• _Set exercise a_
Reproduce the entire forum thread on emergency preparedness below, word for word.

• _Document excerpt_
>> start
# Prepping / Emergency Preparedness > General Emergency Preparedness >  This is the Stuff I Prepare For.

## Rick

Far more likely than some errant comet delivering roving hordes of financially insolvent zombies with spy planes that will deliver an EMP. (Did I cover everything?). This is real life stuff. 

http://usnews.nbcnews.com/_news/2012...explosion?lite

http://usnews.nbcnews.com/_news/2012...-kentucky?lite

----------


## backtobasics

Yep me too or economic collapse. There may come a day when the government can't help.

----------


## Wildthang

> Far more likely than some errant comet delivering roving hordes of financially insolvent zombies with spy planes that will deliver an EMP. (Did I cover everything?). This is real life stuff. 
> 
> http://usnews.nbcnews.com/_news/2012...explosion?lite
> 
> http://usnews.nbcnews.com/_news/2012...-kentucky?lite


Rick, you know I love you ( in a non broke back mountain kind of way ). But with all due respect, how do you prepare for a giant explosion that blows your house apart and burns it to the ground while you are laying in your bed asleep :Scared:

----------


## Stiffy

There were a number of nearby homes damaged.  Some of those residents may have had to grab their go bags and evacuate.

----------


## hunter63

I have to agree.....but it more fun to collect gear for all those other scenarios mentioned......

----------


## Stiffy

> I have to agree.....but it more fun to collect gear for all those other scenarios mentioned......


Exactly.  My wife completely supports my preparation for running away from a major forest fire.  But I might get a little resisitance if I told her my next few hundred was being spent preparing for my neighbor's house to detonate.
>> end
• _Entries_
>> start
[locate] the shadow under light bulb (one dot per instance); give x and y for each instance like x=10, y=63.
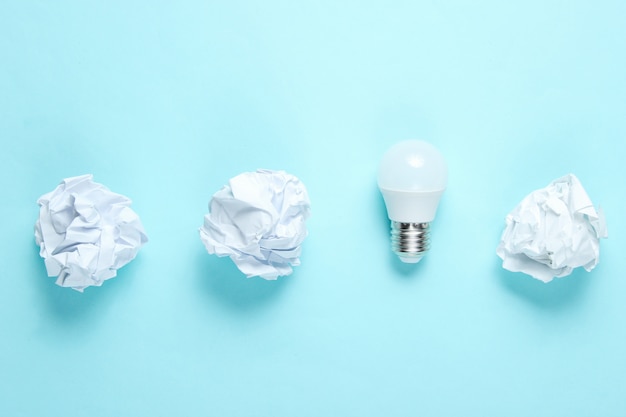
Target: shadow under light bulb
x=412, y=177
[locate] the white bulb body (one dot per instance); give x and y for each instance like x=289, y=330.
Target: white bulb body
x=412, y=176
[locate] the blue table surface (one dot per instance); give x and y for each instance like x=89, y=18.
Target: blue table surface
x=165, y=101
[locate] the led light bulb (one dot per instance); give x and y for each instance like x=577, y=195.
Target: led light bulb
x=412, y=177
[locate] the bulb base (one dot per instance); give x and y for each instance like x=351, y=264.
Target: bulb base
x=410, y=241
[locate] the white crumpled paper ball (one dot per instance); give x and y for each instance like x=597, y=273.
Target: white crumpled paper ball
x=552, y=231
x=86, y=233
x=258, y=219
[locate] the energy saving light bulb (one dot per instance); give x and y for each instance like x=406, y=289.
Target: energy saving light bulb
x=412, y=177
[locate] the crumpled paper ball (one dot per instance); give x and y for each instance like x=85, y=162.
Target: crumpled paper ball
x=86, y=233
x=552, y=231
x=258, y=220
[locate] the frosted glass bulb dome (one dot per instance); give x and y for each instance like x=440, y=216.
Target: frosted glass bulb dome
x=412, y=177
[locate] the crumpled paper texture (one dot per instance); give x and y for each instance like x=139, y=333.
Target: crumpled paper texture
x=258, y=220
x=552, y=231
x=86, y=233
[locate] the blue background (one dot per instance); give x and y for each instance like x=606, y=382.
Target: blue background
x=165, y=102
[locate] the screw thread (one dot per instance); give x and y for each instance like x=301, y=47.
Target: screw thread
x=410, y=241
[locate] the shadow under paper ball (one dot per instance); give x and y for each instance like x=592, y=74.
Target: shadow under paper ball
>> end
• _Set exercise b_
Copy the rows above verbatim, from the line containing "[locate] the blue background" through the final row, with both ends included.

• _Output a_
# Prepping / Emergency Preparedness > General Emergency Preparedness >  This is the Stuff I Prepare For.

## Rick

Far more likely than some errant comet delivering roving hordes of financially insolvent zombies with spy planes that will deliver an EMP. (Did I cover everything?). This is real life stuff. 

http://usnews.nbcnews.com/_news/2012...explosion?lite

http://usnews.nbcnews.com/_news/2012...-kentucky?lite

----------


## backtobasics

Yep me too or economic collapse. There may come a day when the government can't help.

----------


## Wildthang

> Far more likely than some errant comet delivering roving hordes of financially insolvent zombies with spy planes that will deliver an EMP. (Did I cover everything?). This is real life stuff. 
> 
> http://usnews.nbcnews.com/_news/2012...explosion?lite
> 
> http://usnews.nbcnews.com/_news/2012...-kentucky?lite


Rick, you know I love you ( in a non broke back mountain kind of way ). But with all due respect, how do you prepare for a giant explosion that blows your house apart and burns it to the ground while you are laying in your bed asleep :Scared:

----------


## Stiffy

There were a number of nearby homes damaged.  Some of those residents may have had to grab their go bags and evacuate.

----------


## hunter63

I have to agree.....but it more fun to collect gear for all those other scenarios mentioned......

----------


## Stiffy

> I have to agree.....but it more fun to collect gear for all those other scenarios mentioned......


Exactly.  My wife completely supports my preparation for running away from a major forest fire.  But I might get a little resisitance if I told her my next few hundred was being spent preparing for my neighbor's house to detonate.

• _Output b_
[locate] the blue background (one dot per instance); give x and y for each instance like x=606, y=382.
Target: blue background
x=165, y=102
[locate] the screw thread (one dot per instance); give x and y for each instance like x=301, y=47.
Target: screw thread
x=410, y=241
[locate] the shadow under paper ball (one dot per instance); give x and y for each instance like x=592, y=74.
Target: shadow under paper ball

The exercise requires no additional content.